▶ **Task goal**
Print out the records precisely, keeping each line identical to its source.
= = = =
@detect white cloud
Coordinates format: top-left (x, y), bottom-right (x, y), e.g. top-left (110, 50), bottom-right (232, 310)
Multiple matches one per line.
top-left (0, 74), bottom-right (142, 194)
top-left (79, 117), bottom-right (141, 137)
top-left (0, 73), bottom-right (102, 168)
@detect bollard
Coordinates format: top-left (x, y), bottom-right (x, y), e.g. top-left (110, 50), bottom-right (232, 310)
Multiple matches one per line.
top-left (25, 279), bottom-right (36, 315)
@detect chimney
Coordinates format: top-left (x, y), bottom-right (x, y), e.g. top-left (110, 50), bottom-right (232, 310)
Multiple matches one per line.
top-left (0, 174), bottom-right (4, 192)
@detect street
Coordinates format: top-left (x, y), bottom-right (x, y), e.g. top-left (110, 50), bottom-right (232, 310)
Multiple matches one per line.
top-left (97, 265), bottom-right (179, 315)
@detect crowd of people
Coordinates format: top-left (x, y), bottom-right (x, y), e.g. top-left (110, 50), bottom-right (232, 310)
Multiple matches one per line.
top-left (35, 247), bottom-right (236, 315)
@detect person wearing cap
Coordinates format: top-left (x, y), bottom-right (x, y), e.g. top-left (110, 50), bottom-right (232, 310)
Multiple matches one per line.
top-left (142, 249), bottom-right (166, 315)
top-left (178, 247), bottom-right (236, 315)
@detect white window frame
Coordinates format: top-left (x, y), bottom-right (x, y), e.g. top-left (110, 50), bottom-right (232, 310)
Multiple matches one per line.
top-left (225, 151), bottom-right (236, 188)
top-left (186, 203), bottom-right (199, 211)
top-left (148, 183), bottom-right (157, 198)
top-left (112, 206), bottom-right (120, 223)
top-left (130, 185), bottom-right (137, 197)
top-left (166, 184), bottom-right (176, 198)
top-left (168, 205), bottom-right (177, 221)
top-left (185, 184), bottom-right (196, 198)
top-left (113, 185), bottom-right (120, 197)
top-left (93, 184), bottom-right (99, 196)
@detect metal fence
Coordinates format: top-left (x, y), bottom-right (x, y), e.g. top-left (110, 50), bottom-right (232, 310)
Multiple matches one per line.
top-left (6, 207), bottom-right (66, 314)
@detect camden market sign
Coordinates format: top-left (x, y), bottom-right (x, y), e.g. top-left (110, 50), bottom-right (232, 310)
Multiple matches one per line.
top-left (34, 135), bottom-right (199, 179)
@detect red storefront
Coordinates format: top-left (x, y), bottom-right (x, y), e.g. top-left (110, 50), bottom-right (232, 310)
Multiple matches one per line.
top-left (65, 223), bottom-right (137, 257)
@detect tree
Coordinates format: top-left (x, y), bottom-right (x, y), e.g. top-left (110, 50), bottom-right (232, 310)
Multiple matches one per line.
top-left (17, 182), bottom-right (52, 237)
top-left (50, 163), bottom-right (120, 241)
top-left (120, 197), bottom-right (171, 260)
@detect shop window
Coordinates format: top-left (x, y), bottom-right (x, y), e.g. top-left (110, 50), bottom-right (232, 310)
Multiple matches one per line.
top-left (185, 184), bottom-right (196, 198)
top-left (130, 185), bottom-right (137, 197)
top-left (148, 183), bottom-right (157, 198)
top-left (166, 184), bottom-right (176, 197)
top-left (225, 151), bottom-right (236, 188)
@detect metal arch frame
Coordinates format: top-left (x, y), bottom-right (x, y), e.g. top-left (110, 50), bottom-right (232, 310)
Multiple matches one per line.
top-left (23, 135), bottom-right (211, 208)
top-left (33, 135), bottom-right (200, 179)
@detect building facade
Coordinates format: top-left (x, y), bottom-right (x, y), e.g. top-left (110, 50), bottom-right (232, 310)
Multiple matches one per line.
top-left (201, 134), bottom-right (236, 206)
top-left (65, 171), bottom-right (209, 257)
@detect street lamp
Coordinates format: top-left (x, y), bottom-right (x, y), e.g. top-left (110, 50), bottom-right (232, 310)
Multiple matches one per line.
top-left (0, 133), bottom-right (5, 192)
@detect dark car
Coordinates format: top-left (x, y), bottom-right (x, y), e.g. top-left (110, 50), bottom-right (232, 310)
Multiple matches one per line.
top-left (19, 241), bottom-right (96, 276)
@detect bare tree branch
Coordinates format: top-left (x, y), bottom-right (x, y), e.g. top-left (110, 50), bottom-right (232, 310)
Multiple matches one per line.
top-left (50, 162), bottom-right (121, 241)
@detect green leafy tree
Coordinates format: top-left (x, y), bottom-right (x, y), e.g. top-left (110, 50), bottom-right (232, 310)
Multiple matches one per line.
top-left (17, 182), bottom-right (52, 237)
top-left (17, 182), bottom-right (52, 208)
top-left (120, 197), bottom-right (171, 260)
= = = =
▶ **Task result**
@detect white cloud
Coordinates format: top-left (x, y), bottom-right (x, y), e.g. top-left (110, 50), bottom-right (232, 310)
Multiple matches one per line.
top-left (0, 74), bottom-right (142, 194)
top-left (79, 117), bottom-right (141, 137)
top-left (0, 73), bottom-right (102, 168)
@detect bollard
Coordinates format: top-left (x, y), bottom-right (x, y), e.g. top-left (110, 50), bottom-right (232, 310)
Multiple matches one per line.
top-left (25, 279), bottom-right (36, 315)
@detect chimney
Coordinates format: top-left (x, y), bottom-right (x, y), e.g. top-left (110, 50), bottom-right (232, 310)
Multiple matches one per line.
top-left (0, 174), bottom-right (4, 192)
@detect street
Coordinates format: top-left (x, y), bottom-right (x, y), e.g. top-left (110, 50), bottom-right (232, 310)
Multiple matches one per line.
top-left (97, 265), bottom-right (179, 315)
@detect crowd of people
Coordinates format: top-left (x, y), bottom-right (x, y), e.g. top-left (110, 50), bottom-right (232, 310)
Multiple matches one per line.
top-left (35, 247), bottom-right (236, 315)
@detect person wearing cap
Coordinates format: top-left (x, y), bottom-right (x, y), e.g. top-left (110, 50), bottom-right (232, 310)
Multiple matches one per line.
top-left (142, 249), bottom-right (166, 315)
top-left (178, 247), bottom-right (236, 315)
@detect white window frame
Coordinates format: top-left (x, y), bottom-right (x, y), e.g. top-left (110, 50), bottom-right (232, 310)
Multiple matches one per line.
top-left (225, 151), bottom-right (236, 188)
top-left (186, 203), bottom-right (199, 211)
top-left (148, 183), bottom-right (157, 198)
top-left (112, 206), bottom-right (120, 223)
top-left (130, 185), bottom-right (137, 197)
top-left (166, 184), bottom-right (176, 198)
top-left (168, 205), bottom-right (177, 221)
top-left (185, 184), bottom-right (196, 198)
top-left (113, 185), bottom-right (120, 197)
top-left (93, 184), bottom-right (99, 196)
@detect metal fence
Coordinates format: top-left (x, y), bottom-right (x, y), e.g. top-left (110, 50), bottom-right (232, 310)
Multiple matches one per line.
top-left (6, 207), bottom-right (66, 314)
@detect camden market sign
Coordinates format: top-left (x, y), bottom-right (x, y), e.g. top-left (110, 50), bottom-right (232, 310)
Multiple matches one per line.
top-left (34, 135), bottom-right (199, 179)
@detect red storefront
Coordinates format: top-left (x, y), bottom-right (x, y), e.g. top-left (110, 50), bottom-right (232, 310)
Multiple matches one per line.
top-left (65, 223), bottom-right (137, 257)
@detect tree
Coordinates format: top-left (x, y), bottom-right (x, y), e.g. top-left (110, 50), bottom-right (232, 310)
Multiple matches one per line.
top-left (17, 182), bottom-right (52, 237)
top-left (50, 163), bottom-right (120, 241)
top-left (120, 197), bottom-right (171, 260)
@detect shop window
Coordinates format: top-left (x, y), bottom-right (x, y), e.g. top-left (110, 50), bottom-right (232, 310)
Multiple matches one per line.
top-left (185, 184), bottom-right (196, 198)
top-left (130, 185), bottom-right (137, 197)
top-left (148, 183), bottom-right (157, 198)
top-left (166, 184), bottom-right (176, 197)
top-left (225, 151), bottom-right (236, 188)
@detect metal arch frame
Coordinates format: top-left (x, y), bottom-right (x, y), e.g. top-left (110, 50), bottom-right (232, 310)
Multiple matches one per line.
top-left (23, 135), bottom-right (211, 208)
top-left (33, 135), bottom-right (200, 179)
@detect building facade
Coordinates format: top-left (x, y), bottom-right (x, y), e.g. top-left (110, 50), bottom-right (232, 310)
Multiple matches one per line.
top-left (201, 134), bottom-right (236, 206)
top-left (65, 171), bottom-right (209, 257)
@detect street lamp
Coordinates format: top-left (x, y), bottom-right (x, y), e.g. top-left (110, 50), bottom-right (232, 310)
Multiple matches one per line.
top-left (0, 133), bottom-right (5, 192)
@detect dark car
Coordinates format: top-left (x, y), bottom-right (x, y), e.g. top-left (110, 50), bottom-right (232, 310)
Multiple matches one per line.
top-left (19, 241), bottom-right (96, 276)
@detect bare tree branch
Coordinates format: top-left (x, y), bottom-right (x, y), e.g. top-left (110, 50), bottom-right (232, 310)
Multiple matches one per line.
top-left (50, 162), bottom-right (121, 241)
@detect green leafy tree
Coordinates format: top-left (x, y), bottom-right (x, y), e.g. top-left (110, 50), bottom-right (232, 310)
Multiple matches one per line.
top-left (17, 182), bottom-right (52, 237)
top-left (17, 182), bottom-right (52, 208)
top-left (120, 197), bottom-right (171, 260)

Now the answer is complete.